* EXERCISE AIM
Put the listing below into a Markdown table with the columns Row and Line. Start at its first line and go through the line containing "[0,214,744,393]", giving each line a row number and leaving out blank lines.

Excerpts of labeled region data
++++++++++

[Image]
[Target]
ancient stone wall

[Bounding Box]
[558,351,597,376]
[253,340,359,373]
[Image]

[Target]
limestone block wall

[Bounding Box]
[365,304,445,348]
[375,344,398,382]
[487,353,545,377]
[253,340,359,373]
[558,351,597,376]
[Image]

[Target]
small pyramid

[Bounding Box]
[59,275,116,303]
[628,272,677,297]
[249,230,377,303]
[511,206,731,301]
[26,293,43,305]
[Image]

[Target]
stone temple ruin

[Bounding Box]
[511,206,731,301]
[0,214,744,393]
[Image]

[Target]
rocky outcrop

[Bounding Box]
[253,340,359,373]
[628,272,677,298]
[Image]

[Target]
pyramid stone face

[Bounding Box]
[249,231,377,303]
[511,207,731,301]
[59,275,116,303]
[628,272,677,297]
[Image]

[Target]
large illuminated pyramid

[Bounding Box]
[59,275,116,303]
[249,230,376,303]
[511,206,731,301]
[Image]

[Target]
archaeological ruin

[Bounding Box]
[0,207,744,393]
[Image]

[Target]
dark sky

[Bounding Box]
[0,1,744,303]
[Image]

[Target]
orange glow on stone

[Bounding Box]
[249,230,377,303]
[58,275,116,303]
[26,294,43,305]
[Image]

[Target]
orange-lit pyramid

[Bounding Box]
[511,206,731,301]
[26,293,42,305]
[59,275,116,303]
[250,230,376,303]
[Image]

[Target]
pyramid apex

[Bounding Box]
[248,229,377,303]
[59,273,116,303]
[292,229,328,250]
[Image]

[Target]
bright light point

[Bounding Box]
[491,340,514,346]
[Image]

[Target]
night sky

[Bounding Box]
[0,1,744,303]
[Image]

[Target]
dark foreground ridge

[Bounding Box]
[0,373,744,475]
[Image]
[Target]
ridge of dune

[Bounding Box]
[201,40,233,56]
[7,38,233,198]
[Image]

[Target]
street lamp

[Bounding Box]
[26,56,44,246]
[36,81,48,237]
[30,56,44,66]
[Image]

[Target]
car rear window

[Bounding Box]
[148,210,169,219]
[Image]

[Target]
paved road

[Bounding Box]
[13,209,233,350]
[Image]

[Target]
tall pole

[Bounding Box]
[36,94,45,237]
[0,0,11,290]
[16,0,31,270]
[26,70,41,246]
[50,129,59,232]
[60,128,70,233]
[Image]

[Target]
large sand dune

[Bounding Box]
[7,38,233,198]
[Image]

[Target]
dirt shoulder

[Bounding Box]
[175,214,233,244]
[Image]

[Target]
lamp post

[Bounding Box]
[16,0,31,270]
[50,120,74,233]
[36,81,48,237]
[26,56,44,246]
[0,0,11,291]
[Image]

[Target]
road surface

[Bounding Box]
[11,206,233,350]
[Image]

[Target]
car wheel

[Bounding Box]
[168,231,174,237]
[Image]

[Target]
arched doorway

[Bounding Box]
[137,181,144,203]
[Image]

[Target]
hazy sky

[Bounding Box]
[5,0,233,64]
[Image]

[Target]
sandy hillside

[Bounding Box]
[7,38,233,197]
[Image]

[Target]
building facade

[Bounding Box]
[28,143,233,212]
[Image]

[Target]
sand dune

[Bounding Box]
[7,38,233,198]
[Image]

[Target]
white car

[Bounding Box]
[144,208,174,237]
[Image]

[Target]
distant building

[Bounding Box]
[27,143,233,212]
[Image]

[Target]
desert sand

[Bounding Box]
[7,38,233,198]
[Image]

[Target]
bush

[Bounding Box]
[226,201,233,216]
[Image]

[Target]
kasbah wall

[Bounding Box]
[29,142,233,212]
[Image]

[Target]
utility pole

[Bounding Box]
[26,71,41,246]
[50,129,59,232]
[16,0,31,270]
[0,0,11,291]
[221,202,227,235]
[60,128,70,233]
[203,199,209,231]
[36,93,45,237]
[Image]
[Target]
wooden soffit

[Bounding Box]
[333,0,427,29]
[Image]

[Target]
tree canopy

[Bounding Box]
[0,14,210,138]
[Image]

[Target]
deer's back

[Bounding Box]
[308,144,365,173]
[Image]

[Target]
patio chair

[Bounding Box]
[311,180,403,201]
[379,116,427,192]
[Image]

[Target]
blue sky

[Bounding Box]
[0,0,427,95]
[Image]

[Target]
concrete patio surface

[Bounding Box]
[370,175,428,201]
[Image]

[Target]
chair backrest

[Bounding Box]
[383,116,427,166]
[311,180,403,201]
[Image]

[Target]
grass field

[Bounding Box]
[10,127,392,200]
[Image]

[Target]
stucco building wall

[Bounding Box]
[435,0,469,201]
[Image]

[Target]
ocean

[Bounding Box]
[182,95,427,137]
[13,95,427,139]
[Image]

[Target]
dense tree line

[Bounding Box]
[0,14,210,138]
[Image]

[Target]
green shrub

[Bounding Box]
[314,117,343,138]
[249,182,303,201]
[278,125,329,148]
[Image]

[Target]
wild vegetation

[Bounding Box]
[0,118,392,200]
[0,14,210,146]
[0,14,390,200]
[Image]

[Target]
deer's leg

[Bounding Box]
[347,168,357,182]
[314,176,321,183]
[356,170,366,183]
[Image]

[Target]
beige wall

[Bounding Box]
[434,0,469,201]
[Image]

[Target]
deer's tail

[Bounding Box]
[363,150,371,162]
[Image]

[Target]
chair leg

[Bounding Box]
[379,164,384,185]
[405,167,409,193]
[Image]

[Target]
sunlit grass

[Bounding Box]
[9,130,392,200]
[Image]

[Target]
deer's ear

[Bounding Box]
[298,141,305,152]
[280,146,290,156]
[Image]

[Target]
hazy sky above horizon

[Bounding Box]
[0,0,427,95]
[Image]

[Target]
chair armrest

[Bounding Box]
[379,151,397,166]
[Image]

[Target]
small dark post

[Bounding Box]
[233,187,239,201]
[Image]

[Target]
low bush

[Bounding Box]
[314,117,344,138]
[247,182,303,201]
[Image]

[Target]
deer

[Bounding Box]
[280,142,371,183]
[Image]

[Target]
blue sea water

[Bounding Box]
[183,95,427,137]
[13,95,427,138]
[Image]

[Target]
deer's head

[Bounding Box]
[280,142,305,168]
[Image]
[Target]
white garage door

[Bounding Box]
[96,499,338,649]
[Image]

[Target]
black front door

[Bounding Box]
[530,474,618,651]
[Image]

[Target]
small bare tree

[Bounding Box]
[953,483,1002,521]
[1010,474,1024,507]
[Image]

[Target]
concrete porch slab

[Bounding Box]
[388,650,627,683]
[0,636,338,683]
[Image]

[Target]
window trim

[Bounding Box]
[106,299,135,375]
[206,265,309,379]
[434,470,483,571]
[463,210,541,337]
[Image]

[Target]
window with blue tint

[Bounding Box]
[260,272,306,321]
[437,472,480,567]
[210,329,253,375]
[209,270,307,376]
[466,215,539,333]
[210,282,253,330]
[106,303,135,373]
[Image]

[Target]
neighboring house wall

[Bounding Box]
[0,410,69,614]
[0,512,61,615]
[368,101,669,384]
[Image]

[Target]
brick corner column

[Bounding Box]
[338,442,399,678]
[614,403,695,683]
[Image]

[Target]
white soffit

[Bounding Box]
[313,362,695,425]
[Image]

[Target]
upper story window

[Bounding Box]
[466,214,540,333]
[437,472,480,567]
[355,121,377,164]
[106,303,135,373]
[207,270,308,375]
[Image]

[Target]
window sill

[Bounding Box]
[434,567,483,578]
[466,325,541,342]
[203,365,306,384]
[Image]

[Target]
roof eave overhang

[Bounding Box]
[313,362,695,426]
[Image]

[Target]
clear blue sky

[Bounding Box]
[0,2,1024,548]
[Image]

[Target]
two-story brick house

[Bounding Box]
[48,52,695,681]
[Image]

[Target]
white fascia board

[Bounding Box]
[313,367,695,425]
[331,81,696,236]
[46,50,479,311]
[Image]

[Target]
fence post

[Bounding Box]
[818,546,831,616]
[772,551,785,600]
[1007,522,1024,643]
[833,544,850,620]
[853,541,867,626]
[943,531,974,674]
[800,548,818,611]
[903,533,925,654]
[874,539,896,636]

++++++++++

* PROBLEM SOLUTION
| Row | Line |
|---|---|
| 1 | [Image] |
| 2 | [Target] |
| 3 | ancient stone wall |
| 4 | [Bounding Box] |
| 5 | [558,351,597,376] |
| 6 | [253,340,359,373] |
| 7 | [Image] |
| 8 | [Target] |
| 9 | limestone block wall |
| 10 | [Bounding Box] |
| 11 | [365,304,445,348] |
| 12 | [375,344,398,382] |
| 13 | [487,353,545,377] |
| 14 | [253,340,359,373] |
| 15 | [558,351,597,376] |
| 16 | [Image] |
| 17 | [Target] |
| 18 | small pyramid |
| 19 | [Bounding Box] |
| 20 | [59,275,116,303] |
| 21 | [628,272,677,297] |
| 22 | [249,230,377,303] |
| 23 | [511,206,731,301] |
| 24 | [26,293,43,305] |
| 25 | [Image] |
| 26 | [Target] |
| 27 | stone temple ruin |
| 28 | [Bounding Box] |
| 29 | [511,206,731,301] |
| 30 | [0,214,744,393] |